■ **Enunciado**: Copia sin ningún cambio las líneas que van desde la que contiene "sheet on sign" hasta el final de los datos, ambas incluidas.

■ **Datos a procesar**:
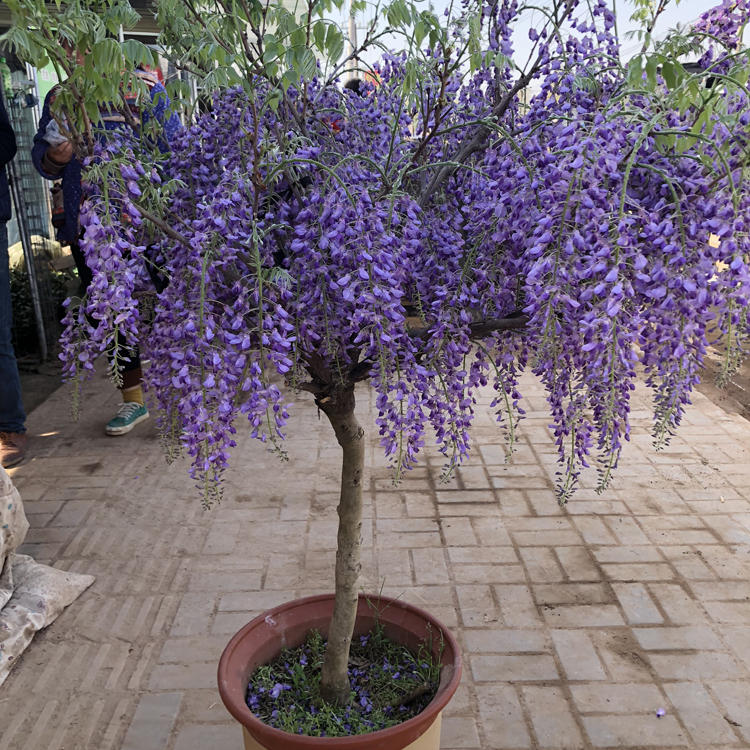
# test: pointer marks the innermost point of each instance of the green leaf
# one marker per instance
(635, 71)
(669, 74)
(306, 63)
(334, 42)
(137, 53)
(319, 35)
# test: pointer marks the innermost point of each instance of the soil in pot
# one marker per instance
(390, 684)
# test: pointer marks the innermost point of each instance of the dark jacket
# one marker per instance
(70, 173)
(7, 152)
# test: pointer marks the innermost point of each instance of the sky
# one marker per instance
(683, 14)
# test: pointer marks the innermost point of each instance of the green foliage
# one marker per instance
(55, 284)
(385, 675)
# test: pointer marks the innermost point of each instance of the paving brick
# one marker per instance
(488, 573)
(733, 698)
(697, 637)
(701, 716)
(594, 530)
(577, 655)
(482, 554)
(546, 538)
(202, 736)
(634, 731)
(459, 533)
(638, 606)
(429, 566)
(738, 638)
(501, 717)
(628, 554)
(626, 530)
(193, 615)
(616, 699)
(638, 572)
(722, 590)
(578, 564)
(573, 593)
(517, 606)
(513, 667)
(459, 732)
(583, 616)
(676, 604)
(732, 612)
(697, 666)
(551, 718)
(503, 640)
(492, 532)
(477, 605)
(541, 564)
(183, 676)
(151, 727)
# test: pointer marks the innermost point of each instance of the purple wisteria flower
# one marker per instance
(301, 254)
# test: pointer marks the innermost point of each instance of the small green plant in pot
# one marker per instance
(454, 219)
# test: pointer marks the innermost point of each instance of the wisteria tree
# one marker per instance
(462, 217)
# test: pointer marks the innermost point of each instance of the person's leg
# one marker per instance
(132, 410)
(12, 415)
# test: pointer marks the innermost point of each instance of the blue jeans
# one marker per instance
(12, 415)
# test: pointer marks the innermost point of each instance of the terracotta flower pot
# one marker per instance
(262, 639)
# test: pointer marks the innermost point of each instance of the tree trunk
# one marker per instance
(339, 408)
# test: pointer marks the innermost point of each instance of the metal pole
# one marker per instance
(28, 253)
(352, 40)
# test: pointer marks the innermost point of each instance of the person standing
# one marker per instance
(54, 159)
(12, 415)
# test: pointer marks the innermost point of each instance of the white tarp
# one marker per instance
(31, 595)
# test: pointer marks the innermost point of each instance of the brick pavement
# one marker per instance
(576, 624)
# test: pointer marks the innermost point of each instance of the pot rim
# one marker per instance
(264, 732)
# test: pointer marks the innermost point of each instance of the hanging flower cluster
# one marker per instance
(338, 237)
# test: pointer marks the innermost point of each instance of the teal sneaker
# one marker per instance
(128, 416)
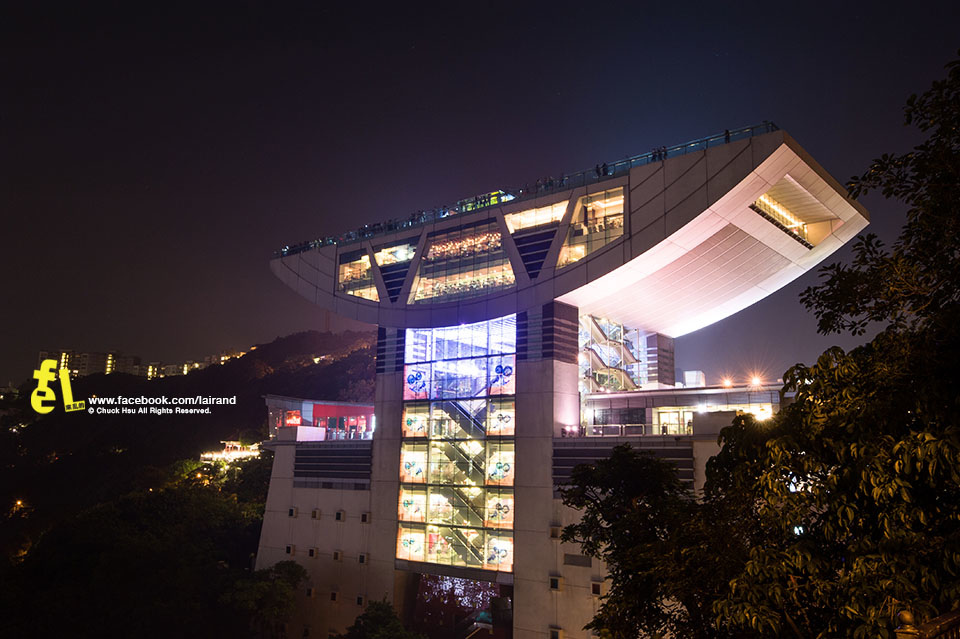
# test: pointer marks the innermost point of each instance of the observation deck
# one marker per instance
(692, 233)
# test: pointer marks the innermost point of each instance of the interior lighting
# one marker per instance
(780, 210)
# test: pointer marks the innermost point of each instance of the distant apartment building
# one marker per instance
(81, 364)
(520, 334)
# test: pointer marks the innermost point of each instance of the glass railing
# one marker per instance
(599, 173)
(626, 430)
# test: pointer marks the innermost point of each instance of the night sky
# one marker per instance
(151, 159)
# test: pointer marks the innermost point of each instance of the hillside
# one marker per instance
(60, 464)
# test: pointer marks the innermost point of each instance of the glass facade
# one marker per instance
(532, 218)
(395, 253)
(457, 455)
(461, 263)
(597, 221)
(355, 277)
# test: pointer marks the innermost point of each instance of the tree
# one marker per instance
(378, 621)
(844, 508)
(857, 483)
(669, 555)
(267, 598)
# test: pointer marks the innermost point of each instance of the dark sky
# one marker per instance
(151, 159)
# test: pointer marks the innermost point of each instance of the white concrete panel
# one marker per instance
(307, 290)
(649, 236)
(345, 308)
(723, 178)
(644, 216)
(677, 167)
(640, 174)
(762, 146)
(604, 261)
(685, 211)
(368, 313)
(641, 193)
(686, 184)
(720, 157)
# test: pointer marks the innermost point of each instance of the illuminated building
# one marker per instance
(81, 364)
(519, 334)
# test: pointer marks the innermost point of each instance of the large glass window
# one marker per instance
(532, 218)
(597, 221)
(462, 263)
(355, 276)
(457, 461)
(395, 253)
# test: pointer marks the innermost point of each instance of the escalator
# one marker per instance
(470, 554)
(599, 366)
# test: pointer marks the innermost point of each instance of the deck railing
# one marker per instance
(625, 430)
(598, 173)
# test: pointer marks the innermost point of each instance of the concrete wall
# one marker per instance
(547, 400)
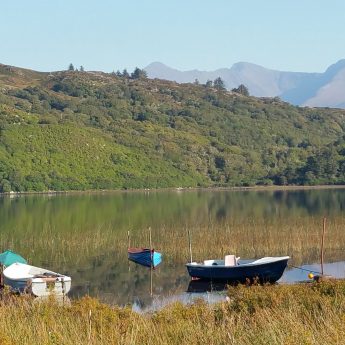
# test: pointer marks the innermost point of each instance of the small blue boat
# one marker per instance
(265, 270)
(145, 256)
(8, 258)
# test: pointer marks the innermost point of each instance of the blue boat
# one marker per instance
(8, 258)
(145, 256)
(264, 270)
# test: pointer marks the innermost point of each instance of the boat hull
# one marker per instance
(268, 272)
(145, 257)
(37, 281)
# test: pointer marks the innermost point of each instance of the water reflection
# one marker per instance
(85, 236)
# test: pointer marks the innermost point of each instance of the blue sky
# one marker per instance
(294, 35)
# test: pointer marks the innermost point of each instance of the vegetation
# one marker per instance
(76, 130)
(296, 314)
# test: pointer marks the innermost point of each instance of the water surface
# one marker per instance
(85, 236)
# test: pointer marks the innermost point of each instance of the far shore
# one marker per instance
(272, 188)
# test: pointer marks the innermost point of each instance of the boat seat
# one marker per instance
(231, 260)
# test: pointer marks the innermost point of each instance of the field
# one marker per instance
(279, 314)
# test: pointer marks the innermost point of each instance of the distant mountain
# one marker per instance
(306, 89)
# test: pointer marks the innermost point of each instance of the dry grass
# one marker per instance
(297, 314)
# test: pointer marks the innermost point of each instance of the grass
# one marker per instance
(298, 237)
(279, 314)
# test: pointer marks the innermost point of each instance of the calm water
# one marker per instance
(85, 236)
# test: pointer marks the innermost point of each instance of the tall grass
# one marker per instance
(294, 314)
(298, 237)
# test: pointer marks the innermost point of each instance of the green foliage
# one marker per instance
(242, 89)
(171, 135)
(219, 84)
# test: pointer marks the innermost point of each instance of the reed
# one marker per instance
(278, 314)
(298, 237)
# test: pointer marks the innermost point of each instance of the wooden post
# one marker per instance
(152, 264)
(90, 327)
(190, 245)
(151, 281)
(151, 250)
(323, 242)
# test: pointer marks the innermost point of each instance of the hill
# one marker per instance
(74, 130)
(307, 89)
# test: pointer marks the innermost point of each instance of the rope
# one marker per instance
(304, 269)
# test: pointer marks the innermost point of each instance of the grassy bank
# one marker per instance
(286, 314)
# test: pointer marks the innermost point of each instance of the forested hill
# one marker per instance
(77, 130)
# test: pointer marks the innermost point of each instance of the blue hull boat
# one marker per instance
(145, 256)
(264, 270)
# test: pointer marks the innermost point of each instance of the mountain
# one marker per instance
(305, 89)
(71, 130)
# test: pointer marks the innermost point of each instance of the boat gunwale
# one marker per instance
(250, 264)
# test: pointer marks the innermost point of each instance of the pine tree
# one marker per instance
(219, 84)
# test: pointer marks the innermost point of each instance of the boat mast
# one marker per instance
(190, 245)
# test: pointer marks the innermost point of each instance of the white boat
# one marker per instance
(35, 280)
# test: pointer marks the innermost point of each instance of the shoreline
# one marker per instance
(177, 189)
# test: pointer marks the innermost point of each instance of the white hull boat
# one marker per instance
(35, 280)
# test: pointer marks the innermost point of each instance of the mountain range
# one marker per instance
(299, 88)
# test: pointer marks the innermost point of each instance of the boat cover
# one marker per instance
(8, 258)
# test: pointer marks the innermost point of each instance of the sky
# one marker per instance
(110, 35)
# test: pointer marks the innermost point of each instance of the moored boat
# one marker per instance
(9, 257)
(145, 256)
(264, 270)
(35, 280)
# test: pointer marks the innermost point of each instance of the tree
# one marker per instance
(125, 73)
(219, 84)
(209, 83)
(139, 74)
(242, 89)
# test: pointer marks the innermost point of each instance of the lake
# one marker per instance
(86, 236)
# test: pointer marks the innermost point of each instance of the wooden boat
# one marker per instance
(145, 256)
(267, 269)
(38, 281)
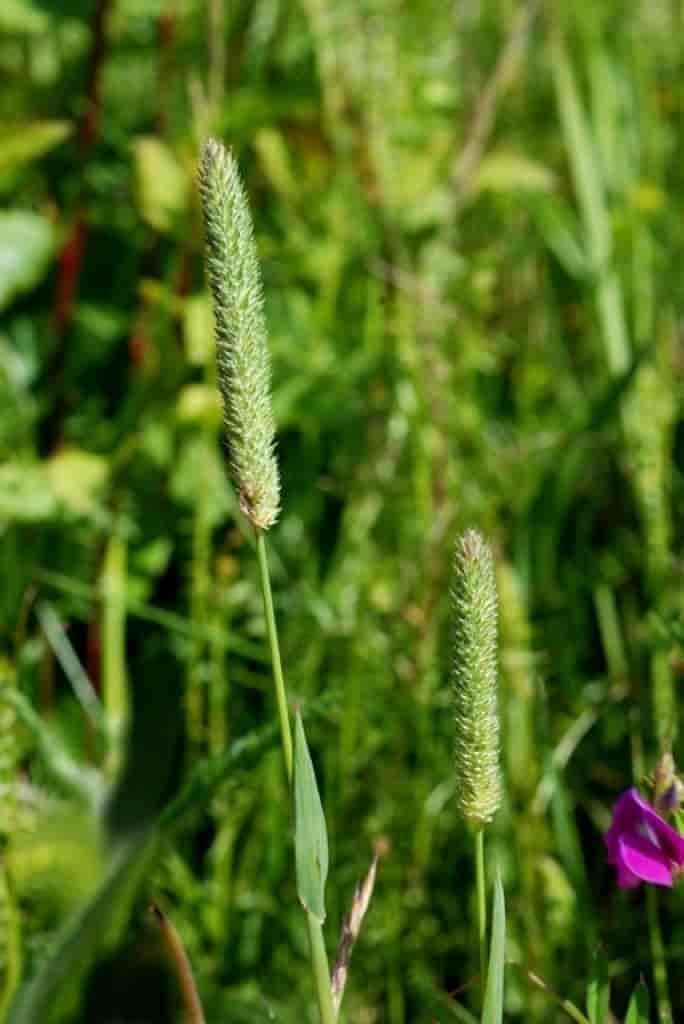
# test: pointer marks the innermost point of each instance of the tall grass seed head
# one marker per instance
(474, 675)
(243, 360)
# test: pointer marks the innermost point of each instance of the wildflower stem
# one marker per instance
(191, 1006)
(657, 952)
(271, 629)
(321, 971)
(481, 900)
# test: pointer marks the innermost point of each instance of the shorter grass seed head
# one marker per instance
(474, 680)
(243, 360)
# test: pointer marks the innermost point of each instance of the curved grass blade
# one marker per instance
(310, 833)
(493, 1011)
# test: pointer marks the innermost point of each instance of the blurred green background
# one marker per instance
(470, 219)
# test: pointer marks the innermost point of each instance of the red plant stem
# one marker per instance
(71, 257)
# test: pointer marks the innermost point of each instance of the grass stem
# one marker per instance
(657, 952)
(271, 629)
(321, 971)
(481, 900)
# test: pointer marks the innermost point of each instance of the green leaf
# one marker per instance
(598, 992)
(493, 1011)
(27, 241)
(505, 170)
(20, 143)
(639, 1009)
(20, 16)
(310, 833)
(52, 993)
(131, 832)
(162, 183)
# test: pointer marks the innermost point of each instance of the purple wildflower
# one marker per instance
(641, 845)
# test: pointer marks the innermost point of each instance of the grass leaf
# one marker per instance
(493, 1011)
(310, 833)
(598, 992)
(639, 1009)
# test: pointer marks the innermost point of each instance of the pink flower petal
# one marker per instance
(626, 880)
(643, 859)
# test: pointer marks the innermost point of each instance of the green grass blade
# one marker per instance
(493, 1011)
(310, 833)
(598, 992)
(639, 1009)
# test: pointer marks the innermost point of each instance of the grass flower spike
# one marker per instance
(244, 369)
(474, 678)
(641, 845)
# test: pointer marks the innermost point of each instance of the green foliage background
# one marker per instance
(470, 222)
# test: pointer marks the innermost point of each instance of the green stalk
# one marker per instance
(481, 900)
(271, 629)
(657, 952)
(316, 944)
(321, 970)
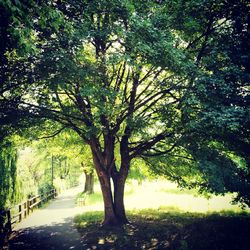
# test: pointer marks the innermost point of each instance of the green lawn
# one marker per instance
(167, 226)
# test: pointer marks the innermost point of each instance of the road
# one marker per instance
(50, 227)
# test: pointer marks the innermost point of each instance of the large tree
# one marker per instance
(122, 74)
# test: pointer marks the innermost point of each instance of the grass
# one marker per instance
(167, 228)
(164, 222)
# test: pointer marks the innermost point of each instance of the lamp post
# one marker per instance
(52, 170)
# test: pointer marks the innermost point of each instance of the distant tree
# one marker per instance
(126, 76)
(215, 113)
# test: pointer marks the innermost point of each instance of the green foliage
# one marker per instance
(8, 158)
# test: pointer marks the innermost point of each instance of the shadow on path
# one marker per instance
(51, 227)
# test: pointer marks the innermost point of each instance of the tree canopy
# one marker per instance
(165, 81)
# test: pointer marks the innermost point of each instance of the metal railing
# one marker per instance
(17, 213)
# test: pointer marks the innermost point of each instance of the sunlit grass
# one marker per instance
(164, 217)
(167, 228)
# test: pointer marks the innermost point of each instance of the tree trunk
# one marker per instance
(110, 218)
(114, 211)
(119, 186)
(89, 182)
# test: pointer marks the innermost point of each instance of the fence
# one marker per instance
(18, 212)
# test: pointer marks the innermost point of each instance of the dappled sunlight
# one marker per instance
(58, 211)
(155, 194)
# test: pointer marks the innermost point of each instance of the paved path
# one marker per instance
(51, 227)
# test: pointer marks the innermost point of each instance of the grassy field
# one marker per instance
(169, 218)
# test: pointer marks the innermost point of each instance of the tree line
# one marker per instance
(163, 82)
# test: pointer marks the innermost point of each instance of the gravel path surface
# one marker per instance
(50, 227)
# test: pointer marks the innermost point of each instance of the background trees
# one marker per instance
(144, 79)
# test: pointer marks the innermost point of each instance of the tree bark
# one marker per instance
(119, 187)
(89, 182)
(114, 210)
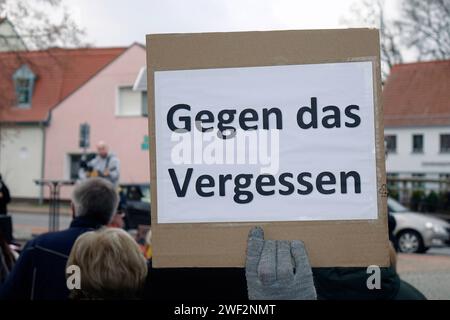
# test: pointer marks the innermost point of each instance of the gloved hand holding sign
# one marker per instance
(277, 269)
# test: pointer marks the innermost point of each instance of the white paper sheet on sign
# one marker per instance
(313, 150)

■ **Resultado**:
# test: pointer marks the innermost point of each instance of the white paper sheet on sign
# one marker per instance
(313, 150)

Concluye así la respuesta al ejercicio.